--- EXTRACTED TEXT ---

- Opening Delimiter -

Cast: Gemma Arterton, Dominic Cooper, Roger Allam, Luke Evans, Tamsin Greig, Jessica Barden and Charlotte Christie
Run Time: 111 minutes
Country: United Kingdom
Year: 2010
Language: English
Rating: PG (Coarse language, sexually suggestive scenes)
Based on Posy Simmonds' graphic novel of the same name (which was itself inspired by Thomas Hardy's classic Far From the Madding Crowd), this wittily modern take on the romantic English pastoral is a far cry from Hardy's Wessex. A Special Presentation at the 2010 Toronto International Film Festival®, Tamara Drewe's present-day English countryside is stocked with pompous writers, rich weekenders from London, bourgeois bohemians, a randy rock star and a great many Buff Orpington chickens and Belted Galloway cows, and is a much funnier place.
When Tamara Drewe (Gemma Arterton, The Disappearance of Alice Creed, Quantum of Solace) sashays back to the bucolic village of her youth, life for the locals is thrown tail over tea kettle. Tamara, once an ugly duckling, has been transformed into a devastating beauty (with a little help from plastic surgery). As infatuations, jealousies, love affairs and career ambitions collide among the inhabitants of the neighbouring farmsteads, Tamara sets a contemporary comedy of manners into play, using the oldest magic around, sex appeal.

- Closing Delimiter -

--- RECORDED INFORMATION ---
- Opening Delimiter -

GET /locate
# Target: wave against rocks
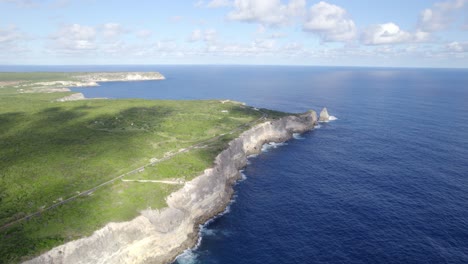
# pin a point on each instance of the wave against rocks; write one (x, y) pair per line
(158, 236)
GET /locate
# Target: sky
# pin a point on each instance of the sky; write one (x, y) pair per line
(386, 33)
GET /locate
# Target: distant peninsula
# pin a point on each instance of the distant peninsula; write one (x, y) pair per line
(118, 181)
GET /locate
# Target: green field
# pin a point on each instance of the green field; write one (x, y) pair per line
(50, 151)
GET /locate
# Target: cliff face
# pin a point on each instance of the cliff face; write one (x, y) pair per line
(158, 236)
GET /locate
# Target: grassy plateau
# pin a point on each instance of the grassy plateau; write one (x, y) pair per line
(51, 151)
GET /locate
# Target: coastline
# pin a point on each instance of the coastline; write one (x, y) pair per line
(159, 236)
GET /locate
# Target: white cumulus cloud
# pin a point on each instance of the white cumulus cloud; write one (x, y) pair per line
(457, 47)
(267, 12)
(112, 30)
(388, 33)
(330, 22)
(218, 3)
(208, 35)
(441, 15)
(74, 38)
(391, 33)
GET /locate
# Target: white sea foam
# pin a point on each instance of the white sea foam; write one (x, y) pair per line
(252, 156)
(243, 176)
(271, 145)
(188, 257)
(298, 136)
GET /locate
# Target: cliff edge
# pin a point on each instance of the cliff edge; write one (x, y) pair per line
(158, 236)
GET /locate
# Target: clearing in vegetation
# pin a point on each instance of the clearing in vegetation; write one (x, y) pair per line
(51, 151)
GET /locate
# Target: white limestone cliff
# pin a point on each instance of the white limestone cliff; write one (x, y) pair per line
(158, 236)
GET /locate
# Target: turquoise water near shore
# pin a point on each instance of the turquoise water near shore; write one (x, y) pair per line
(385, 183)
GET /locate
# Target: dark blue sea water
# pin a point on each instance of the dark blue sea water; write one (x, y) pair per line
(385, 183)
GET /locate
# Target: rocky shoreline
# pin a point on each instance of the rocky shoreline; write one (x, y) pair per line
(159, 236)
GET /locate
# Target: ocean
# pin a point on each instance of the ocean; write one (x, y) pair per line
(387, 182)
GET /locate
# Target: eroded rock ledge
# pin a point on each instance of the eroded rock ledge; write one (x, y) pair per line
(158, 236)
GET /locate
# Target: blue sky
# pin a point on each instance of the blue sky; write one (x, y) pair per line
(397, 33)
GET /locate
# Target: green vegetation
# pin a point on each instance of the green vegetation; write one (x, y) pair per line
(50, 151)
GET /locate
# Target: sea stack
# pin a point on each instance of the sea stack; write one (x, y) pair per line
(324, 117)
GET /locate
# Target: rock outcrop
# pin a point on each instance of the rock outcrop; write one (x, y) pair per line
(324, 117)
(158, 236)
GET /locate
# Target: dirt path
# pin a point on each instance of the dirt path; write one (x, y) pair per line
(154, 161)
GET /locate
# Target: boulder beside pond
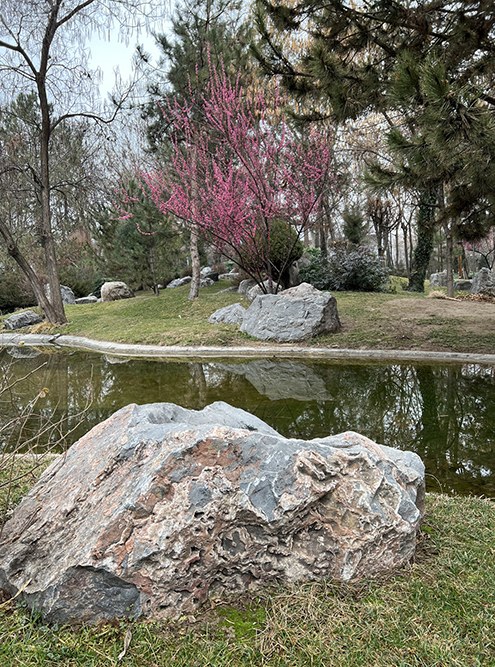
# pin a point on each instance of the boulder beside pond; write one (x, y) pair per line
(159, 507)
(295, 314)
(20, 320)
(115, 290)
(233, 314)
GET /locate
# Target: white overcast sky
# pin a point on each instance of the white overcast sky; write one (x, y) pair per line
(114, 54)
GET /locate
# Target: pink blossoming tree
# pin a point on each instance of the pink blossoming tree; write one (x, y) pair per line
(235, 169)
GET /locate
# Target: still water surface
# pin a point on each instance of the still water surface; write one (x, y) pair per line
(445, 413)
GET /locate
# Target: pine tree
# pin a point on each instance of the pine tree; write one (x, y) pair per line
(429, 68)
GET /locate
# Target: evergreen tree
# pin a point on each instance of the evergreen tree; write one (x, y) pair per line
(433, 63)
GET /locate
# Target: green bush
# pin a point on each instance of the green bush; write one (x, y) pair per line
(357, 271)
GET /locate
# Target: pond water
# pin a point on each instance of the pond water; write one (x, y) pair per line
(445, 413)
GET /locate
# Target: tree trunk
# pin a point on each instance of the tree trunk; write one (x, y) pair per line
(406, 250)
(36, 285)
(424, 245)
(47, 240)
(449, 248)
(195, 263)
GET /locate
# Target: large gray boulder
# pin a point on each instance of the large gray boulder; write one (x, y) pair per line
(484, 283)
(179, 282)
(159, 507)
(438, 279)
(20, 320)
(233, 314)
(86, 299)
(296, 314)
(116, 290)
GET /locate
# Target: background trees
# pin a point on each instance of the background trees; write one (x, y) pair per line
(428, 69)
(42, 52)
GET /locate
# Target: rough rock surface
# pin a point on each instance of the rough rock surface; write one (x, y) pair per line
(116, 290)
(438, 279)
(256, 290)
(68, 297)
(158, 507)
(462, 285)
(484, 282)
(86, 299)
(298, 313)
(178, 282)
(233, 314)
(19, 320)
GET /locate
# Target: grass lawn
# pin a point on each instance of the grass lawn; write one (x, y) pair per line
(400, 320)
(438, 612)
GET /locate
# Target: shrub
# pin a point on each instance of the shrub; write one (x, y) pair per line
(357, 271)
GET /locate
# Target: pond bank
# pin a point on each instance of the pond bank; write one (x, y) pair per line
(272, 351)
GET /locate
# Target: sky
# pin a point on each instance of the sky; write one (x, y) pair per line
(110, 55)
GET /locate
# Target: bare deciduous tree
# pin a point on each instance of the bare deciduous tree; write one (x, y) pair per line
(42, 49)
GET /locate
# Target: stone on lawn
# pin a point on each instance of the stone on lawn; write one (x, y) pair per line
(438, 279)
(20, 320)
(159, 507)
(179, 282)
(295, 314)
(86, 299)
(116, 290)
(233, 314)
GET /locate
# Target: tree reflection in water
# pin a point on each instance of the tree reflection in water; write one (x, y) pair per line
(445, 413)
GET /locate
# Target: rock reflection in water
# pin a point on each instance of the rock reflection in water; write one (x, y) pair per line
(446, 413)
(282, 379)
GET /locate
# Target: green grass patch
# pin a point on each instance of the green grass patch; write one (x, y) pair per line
(439, 611)
(370, 321)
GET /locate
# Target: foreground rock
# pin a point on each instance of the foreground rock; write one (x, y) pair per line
(159, 507)
(296, 314)
(116, 290)
(20, 320)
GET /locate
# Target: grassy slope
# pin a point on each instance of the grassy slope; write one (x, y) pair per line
(171, 319)
(437, 612)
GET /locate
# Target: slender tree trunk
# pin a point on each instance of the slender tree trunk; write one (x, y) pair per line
(424, 245)
(195, 263)
(153, 272)
(47, 240)
(36, 285)
(406, 251)
(449, 249)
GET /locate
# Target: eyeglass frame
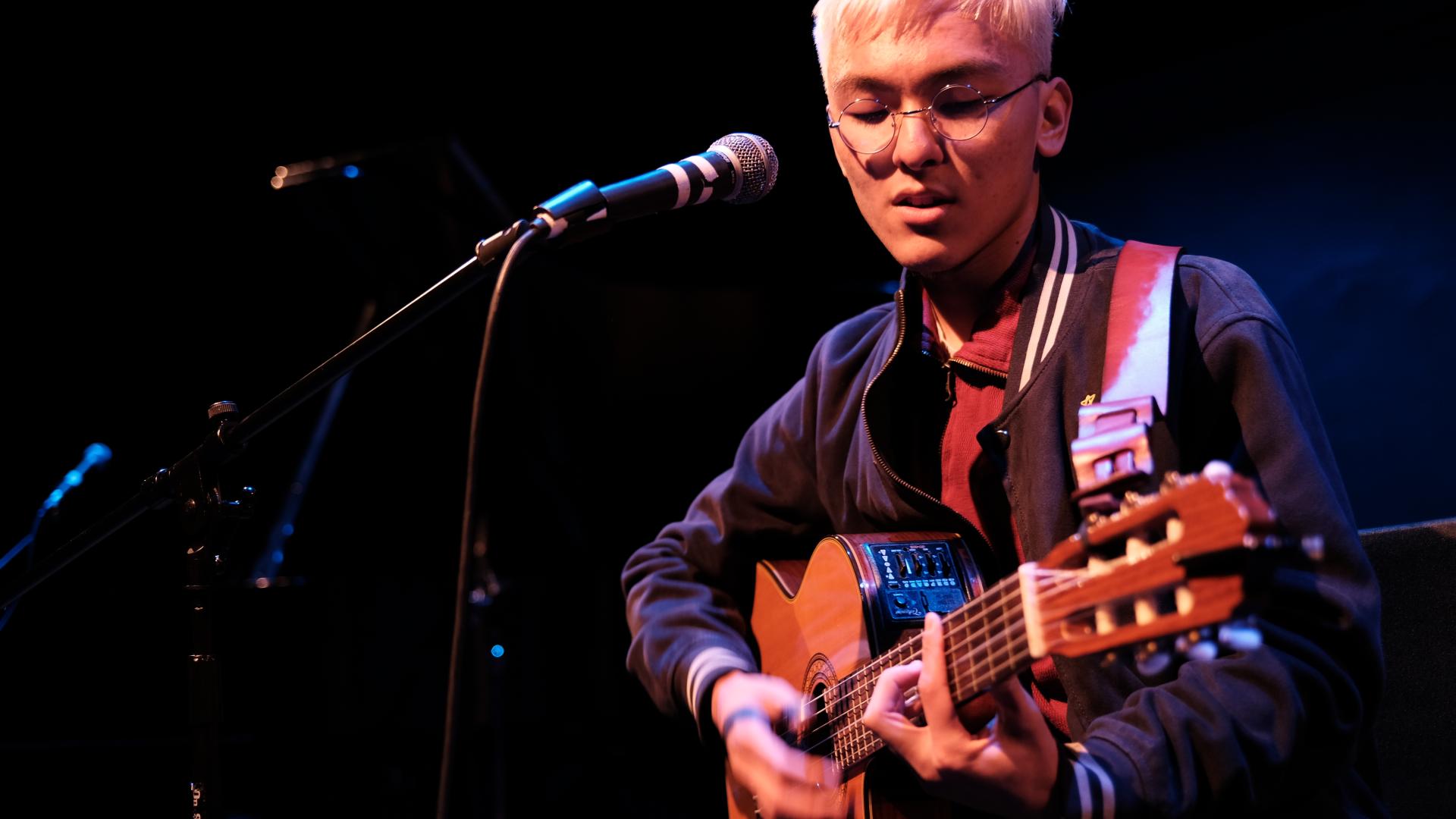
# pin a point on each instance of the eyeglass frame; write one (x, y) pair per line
(894, 121)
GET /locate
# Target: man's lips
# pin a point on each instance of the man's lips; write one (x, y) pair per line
(922, 199)
(922, 209)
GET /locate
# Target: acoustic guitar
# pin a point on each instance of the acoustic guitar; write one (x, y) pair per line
(1152, 579)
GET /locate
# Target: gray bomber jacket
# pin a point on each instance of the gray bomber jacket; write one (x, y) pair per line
(852, 447)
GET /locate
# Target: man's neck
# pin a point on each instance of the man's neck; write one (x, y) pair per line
(963, 297)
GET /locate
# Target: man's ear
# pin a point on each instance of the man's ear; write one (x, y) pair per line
(1056, 117)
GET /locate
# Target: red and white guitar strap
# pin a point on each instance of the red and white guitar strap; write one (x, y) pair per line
(1112, 452)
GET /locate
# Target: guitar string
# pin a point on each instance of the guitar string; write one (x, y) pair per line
(974, 670)
(868, 742)
(870, 738)
(868, 673)
(1001, 588)
(987, 640)
(957, 665)
(1056, 583)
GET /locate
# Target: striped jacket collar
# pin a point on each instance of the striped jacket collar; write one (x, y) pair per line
(1055, 286)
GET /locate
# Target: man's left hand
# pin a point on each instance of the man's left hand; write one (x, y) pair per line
(1008, 768)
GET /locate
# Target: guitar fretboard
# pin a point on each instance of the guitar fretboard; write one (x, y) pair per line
(984, 645)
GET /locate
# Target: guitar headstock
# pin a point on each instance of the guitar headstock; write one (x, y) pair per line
(1165, 567)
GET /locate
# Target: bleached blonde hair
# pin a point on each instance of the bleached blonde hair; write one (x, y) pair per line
(1031, 22)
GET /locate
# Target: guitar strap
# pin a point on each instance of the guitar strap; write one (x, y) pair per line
(1112, 449)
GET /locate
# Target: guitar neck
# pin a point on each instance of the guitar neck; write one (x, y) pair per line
(984, 645)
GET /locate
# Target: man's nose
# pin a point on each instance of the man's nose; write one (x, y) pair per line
(918, 145)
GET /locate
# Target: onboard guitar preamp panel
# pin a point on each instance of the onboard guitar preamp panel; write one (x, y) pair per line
(916, 577)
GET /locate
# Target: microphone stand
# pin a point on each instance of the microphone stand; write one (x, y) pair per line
(207, 518)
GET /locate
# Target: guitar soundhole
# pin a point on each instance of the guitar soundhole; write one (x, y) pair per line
(817, 681)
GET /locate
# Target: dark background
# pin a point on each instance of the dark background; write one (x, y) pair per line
(152, 270)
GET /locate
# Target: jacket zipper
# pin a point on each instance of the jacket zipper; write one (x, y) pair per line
(874, 450)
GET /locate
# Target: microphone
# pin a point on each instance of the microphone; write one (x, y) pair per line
(739, 168)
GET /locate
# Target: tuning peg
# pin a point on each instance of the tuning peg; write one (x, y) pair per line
(1152, 659)
(1218, 471)
(1241, 637)
(1197, 645)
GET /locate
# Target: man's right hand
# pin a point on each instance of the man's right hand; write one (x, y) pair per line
(783, 780)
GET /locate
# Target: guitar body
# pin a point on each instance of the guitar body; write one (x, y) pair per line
(820, 620)
(1156, 576)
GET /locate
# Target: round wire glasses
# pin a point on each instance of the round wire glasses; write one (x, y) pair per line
(957, 112)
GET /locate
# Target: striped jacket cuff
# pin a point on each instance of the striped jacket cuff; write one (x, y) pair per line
(705, 670)
(1084, 787)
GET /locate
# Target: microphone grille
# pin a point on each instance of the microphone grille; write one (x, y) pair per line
(758, 165)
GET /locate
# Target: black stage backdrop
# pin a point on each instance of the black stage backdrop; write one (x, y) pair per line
(152, 270)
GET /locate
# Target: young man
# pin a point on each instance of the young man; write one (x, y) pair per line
(952, 410)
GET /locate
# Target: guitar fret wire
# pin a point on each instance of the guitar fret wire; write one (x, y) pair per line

- Closing Delimiter -

--- ACTIVITIES ---
(A) From the Tamara Drewe film listing, output everything from "Cast: Gemma Arterton, Dominic" down to "sexually suggestive scenes)".
(B) According to the Tamara Drewe film listing, what makes the film's countryside a far cry from Hardy's Wessex? Answer in one to three sentences.
(C) At which festival was the film a Special Presentation, according to the Tamara Drewe film listing?
The rows were taken from a separate source.

--- ANSWERS BY TASK ---
(A)
Cast: Gemma Arterton, Dominic Cooper, Roger Allam, Luke Evans, Tamsin Greig, Jessica Barden and Charlotte Christie
Run Time: 111 minutes
Country: United Kingdom
Year: 2010
Language: English
Rating: PG (Coarse language, sexually suggestive scenes)

(B) Its present-day English countryside is filled with pompous writers, rich weekenders from London, bourgeois bohemians, a randy rock star, and many Buff Orpington chickens and Belted Galloway cows. That makes it a much funnier place.

(C) The 2010 Toronto International Film Festival.